SET OF TASKS:
1 - In the article about the breast cancer blood test, at which hospital is the new clinical study about to begin?
2 - From the article about the breast cancer blood test, reproduce everything from "The study have" down to "will respond to.".

TEXT BLOCK:
◆ ◆ ◆ ◆ ◆
New blood test could detect early signs of breast cancer
This month marks the 28th anniversary of Breast Cancer Awareness Month. As millions of people stand up to breast cancer and take that walk, scientists are working on a revolutionary blood test that can possibly take the place of an annual mammogram. A new clinical study is about to begin in the UK’s largest breast screening clinic at Charing Cross hospital, West London, which is funded by Cancer Research UK in collaboration with the University of Leicester and Imperial College London.
According to the The Sun, this new procedure can take effect as early as 2017, if successful. The test seeks out DNA chemicals, called biomarkers. This DNA chemical is produced by tumors the moment they develop.
Studies have found that in the past 40 years, breast cancer rates have almost doubled. The disease in England sky rocketed 90 percent from 1971 to 2010 — from 66 cases per 100,000 women to 126.
Chief Dr Jacqui Shaw, of Leicester University, hopes we can put an end to this high rise in breast cancer. According to Sky News, Dr Shaw said: “This exciting research means we could one day have a blood test that detects the very early signs of cancer, meaning women could have an annual blood test rather than breast screening. “This would remove any worry and anxiety for women who are called for further investigations after a mammogram only to find they don’t have cancer. As things stand we aren’t able to monitor breast cancer patients after they’ve had surgery and treatment – which is like treating diabetes but not measuring blood sugar levels. This new blood test could change that.”
Professor Charles Coombes, co-investigator and Cancer Research UK’s breast cancer expert from Imperial College London, claims breast cancer is diagnosed by a woman’s DNA in her blood. He states that in this study his research team is trying to find out “how early the signs of breast cancer show up in a blood test.” So by looking at blood samples of women who have breast cancer diagnosed through screening we can see if the cancer is already showing in their blood.”
The study have just begun but these high hopes for scientists need more work to conclude if this routine blood test can actually become a reality for patients. They hope this test will not only detect breast cancer early but also be able to detect whether breast cancer patients are likely to relapse and what drugs their particular type of tumor will respond to.
◆ ◆ ◆ ◆ ◆
AVAILABLE DATA:
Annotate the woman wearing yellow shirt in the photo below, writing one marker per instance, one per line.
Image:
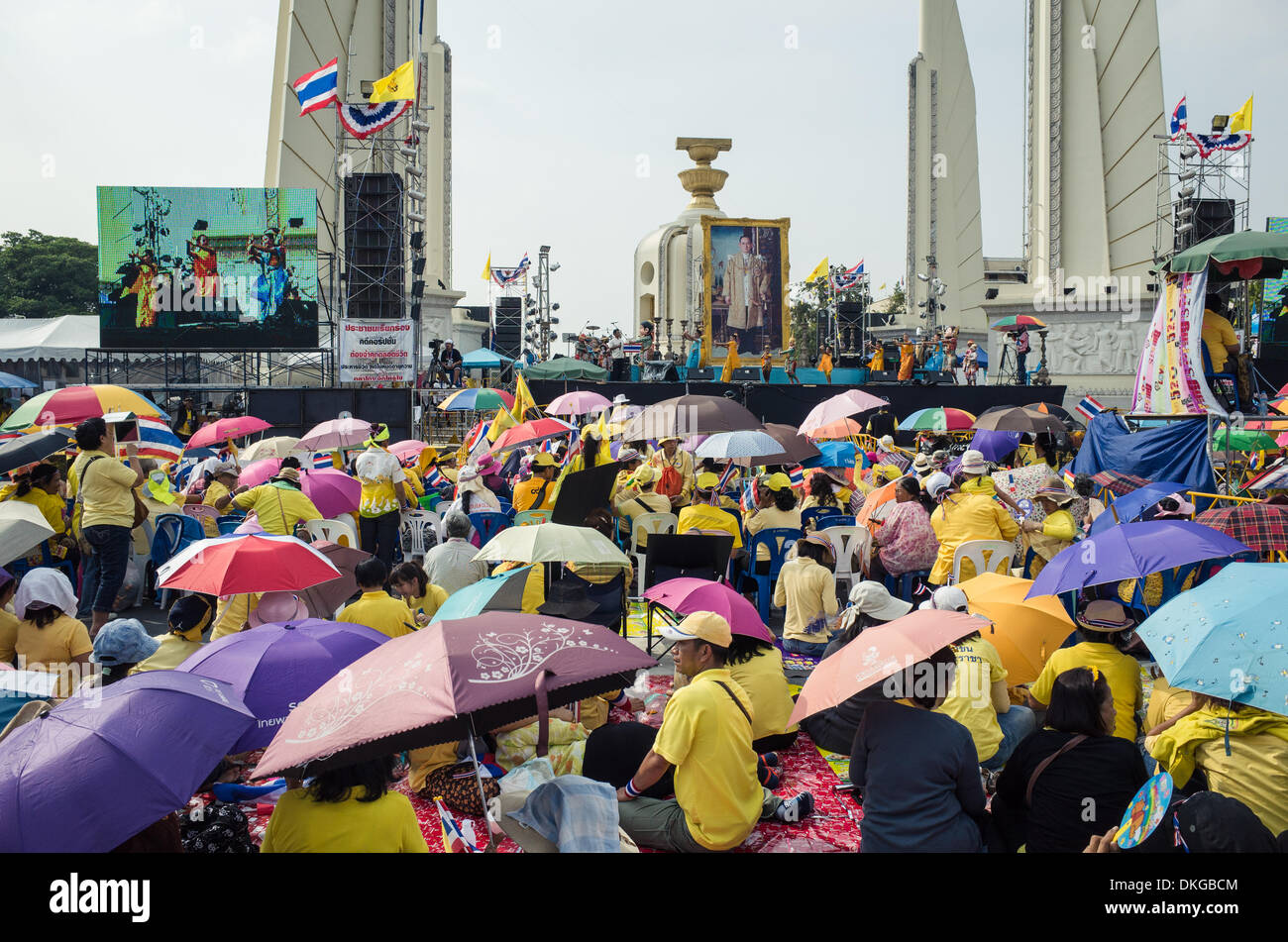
(348, 809)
◆ ◆ ◆ ◆ ◆
SOLUTIONS TO EACH TASK:
1 - The study is about to begin at Charing Cross hospital in West London, the UK's largest breast screening clinic.

2 -
The study have just begun but these high hopes for scientists need more work to conclude if this routine blood test can actually become a reality for patients. They hope this test will not only detect breast cancer early but also be able to detect whether breast cancer patients are likely to relapse and what drugs their particular type of tumor will respond to.